** Stored data follows **

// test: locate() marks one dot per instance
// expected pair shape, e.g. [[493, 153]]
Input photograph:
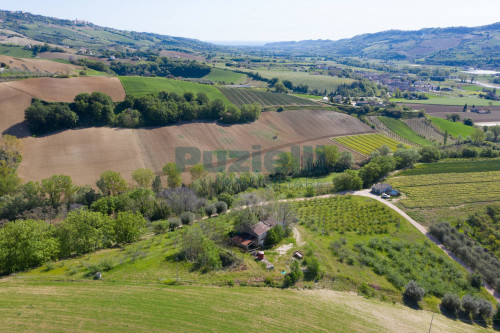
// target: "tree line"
[[98, 109]]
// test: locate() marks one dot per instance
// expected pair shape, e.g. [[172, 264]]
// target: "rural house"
[[381, 188], [255, 235]]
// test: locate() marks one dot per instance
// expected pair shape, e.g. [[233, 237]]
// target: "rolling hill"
[[472, 46], [81, 34]]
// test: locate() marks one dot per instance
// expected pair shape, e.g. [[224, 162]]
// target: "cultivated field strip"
[[426, 129], [381, 127], [366, 143], [446, 190], [240, 96]]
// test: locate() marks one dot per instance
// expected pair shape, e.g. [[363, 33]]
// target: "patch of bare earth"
[[85, 153]]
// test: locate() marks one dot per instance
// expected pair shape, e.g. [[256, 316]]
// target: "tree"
[[406, 157], [25, 244], [156, 185], [496, 131], [287, 164], [345, 161], [331, 156], [451, 303], [197, 172], [173, 173], [478, 136], [468, 122], [111, 183], [280, 88], [348, 180], [143, 177], [429, 154], [128, 227], [57, 186], [274, 235], [413, 292], [454, 117], [370, 173], [470, 305], [84, 231]]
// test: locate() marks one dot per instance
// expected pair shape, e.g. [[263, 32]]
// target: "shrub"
[[310, 192], [227, 198], [485, 309], [451, 303], [475, 280], [160, 227], [210, 209], [366, 290], [187, 217], [221, 207], [174, 223], [274, 235], [470, 305], [413, 292]]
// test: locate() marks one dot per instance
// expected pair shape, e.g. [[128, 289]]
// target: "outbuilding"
[[381, 188]]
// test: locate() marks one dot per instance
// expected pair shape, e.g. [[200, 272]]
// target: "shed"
[[381, 188]]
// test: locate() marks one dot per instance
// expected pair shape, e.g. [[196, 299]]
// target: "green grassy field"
[[453, 166], [366, 143], [319, 82], [453, 128], [140, 86], [240, 96], [222, 75], [15, 51], [449, 101], [117, 307], [401, 129]]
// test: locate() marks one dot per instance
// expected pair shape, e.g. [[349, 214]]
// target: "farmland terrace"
[[84, 154]]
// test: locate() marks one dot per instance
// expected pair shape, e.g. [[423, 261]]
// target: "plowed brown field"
[[442, 110], [15, 96], [85, 153], [39, 65]]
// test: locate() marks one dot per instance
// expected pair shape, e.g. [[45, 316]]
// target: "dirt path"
[[298, 237], [422, 229]]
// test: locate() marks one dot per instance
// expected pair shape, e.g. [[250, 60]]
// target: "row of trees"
[[97, 109], [30, 243], [161, 66]]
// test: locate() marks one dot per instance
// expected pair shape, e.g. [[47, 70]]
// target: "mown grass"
[[453, 166], [15, 51], [454, 128], [121, 307], [226, 76], [448, 101], [404, 131], [140, 86]]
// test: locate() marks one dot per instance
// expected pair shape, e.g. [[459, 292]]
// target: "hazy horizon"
[[225, 22]]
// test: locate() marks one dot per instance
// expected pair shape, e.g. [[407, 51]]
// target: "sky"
[[271, 20]]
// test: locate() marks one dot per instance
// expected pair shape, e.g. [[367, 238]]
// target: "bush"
[[413, 292], [475, 280], [174, 223], [485, 309], [366, 290], [451, 303], [227, 198], [274, 235], [470, 305], [160, 227], [221, 207], [210, 209], [187, 217]]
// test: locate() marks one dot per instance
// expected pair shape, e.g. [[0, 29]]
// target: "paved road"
[[422, 229]]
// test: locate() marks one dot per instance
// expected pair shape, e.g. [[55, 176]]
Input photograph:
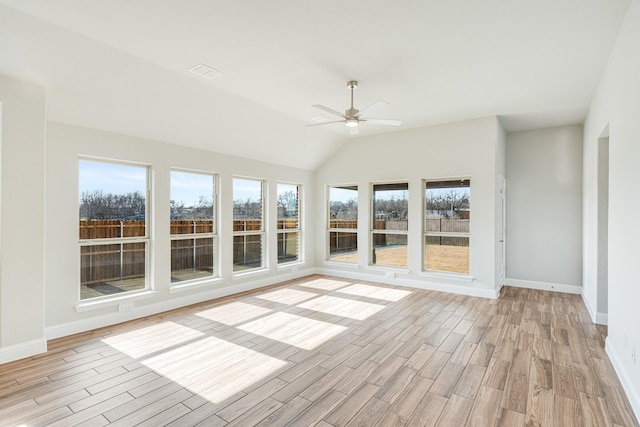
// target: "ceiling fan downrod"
[[352, 112]]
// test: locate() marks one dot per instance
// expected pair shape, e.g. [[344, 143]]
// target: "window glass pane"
[[389, 249], [447, 225], [447, 253], [192, 199], [288, 215], [447, 199], [390, 206], [288, 247], [112, 269], [247, 252], [112, 200], [247, 205], [343, 246], [192, 259], [343, 207]]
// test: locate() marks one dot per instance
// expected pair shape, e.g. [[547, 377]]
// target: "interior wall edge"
[[632, 390]]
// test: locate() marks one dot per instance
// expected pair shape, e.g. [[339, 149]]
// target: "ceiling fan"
[[352, 117]]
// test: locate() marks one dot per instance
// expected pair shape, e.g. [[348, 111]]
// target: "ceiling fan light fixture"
[[351, 122]]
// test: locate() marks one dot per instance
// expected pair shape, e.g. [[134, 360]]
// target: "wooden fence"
[[115, 262]]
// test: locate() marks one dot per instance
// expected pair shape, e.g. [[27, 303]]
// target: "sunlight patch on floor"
[[214, 368], [151, 339], [287, 296], [233, 313], [324, 284], [376, 292], [344, 307], [293, 330]]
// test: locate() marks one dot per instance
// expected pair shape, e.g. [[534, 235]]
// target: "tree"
[[287, 203], [100, 205], [448, 203]]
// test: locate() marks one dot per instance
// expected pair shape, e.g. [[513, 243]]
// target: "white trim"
[[194, 284], [75, 327], [544, 286], [602, 318], [592, 312], [93, 304], [631, 389], [443, 275], [441, 285], [22, 350]]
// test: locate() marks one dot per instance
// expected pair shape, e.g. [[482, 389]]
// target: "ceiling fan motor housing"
[[351, 112]]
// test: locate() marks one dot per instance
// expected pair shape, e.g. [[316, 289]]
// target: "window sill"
[[353, 265], [390, 270], [448, 276], [186, 286], [291, 265], [112, 301], [242, 274]]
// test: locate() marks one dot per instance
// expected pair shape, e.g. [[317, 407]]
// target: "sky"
[[187, 187]]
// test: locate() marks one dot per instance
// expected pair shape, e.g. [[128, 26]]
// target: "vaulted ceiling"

** End of Stored data **

What to work on> Output exactly the span of lines from the top of the listing through the line holding "e.g. [[196, 299]]", and leave every picture out.

Reply>
// test: locate() marks one dot per instance
// expected pair shape, e.g. [[493, 153]]
Input photograph:
// target: "tree line"
[[98, 109]]
// test: locate() marks one dot per instance
// expected pair shape, e.g. [[172, 264]]
// target: "rural house"
[[381, 188], [255, 235]]
// test: locate() marks one dot per instance
// expected pair shape, e.g. [[233, 237]]
// target: "rolling hill"
[[472, 46], [81, 34]]
// test: locate() marks one dot per instance
// expected pair shape, e.g. [[224, 162]]
// target: "cultivated field strip"
[[426, 129], [381, 127], [366, 143], [446, 190], [240, 96]]
// test: locate() marks one dot per instance
// expected pair shape, e.g. [[363, 33]]
// target: "patch of bare earth"
[[85, 153]]
// test: locate() marks one dot per instance
// expected pair shape, e.g. [[256, 316]]
// target: "tree"
[[406, 157], [25, 244], [156, 185], [496, 131], [287, 164], [345, 161], [331, 156], [451, 303], [197, 172], [173, 173], [478, 136], [468, 122], [111, 183], [280, 88], [348, 180], [143, 177], [429, 154], [128, 227], [57, 186], [274, 235], [413, 292], [454, 117], [370, 173], [470, 305], [84, 231]]
// test: locate() marks one dot per instance
// expected pair shape, e.g. [[263, 32]]
// target: "shrub"
[[310, 192], [227, 198], [485, 309], [451, 303], [475, 280], [160, 227], [210, 209], [366, 290], [187, 217], [221, 207], [174, 223], [274, 235], [470, 305], [413, 292]]
// test: locate() marks one dot per instance
// expected pair shape, e.g. [[128, 289]]
// target: "outbuilding"
[[381, 188]]
// test: locate() marks one dot per instance
// expected pair shape, e.g. [[200, 272]]
// target: "shed"
[[381, 188]]
// test: locate() marks one dot per instance
// expected pair shape, e.g. [[196, 299]]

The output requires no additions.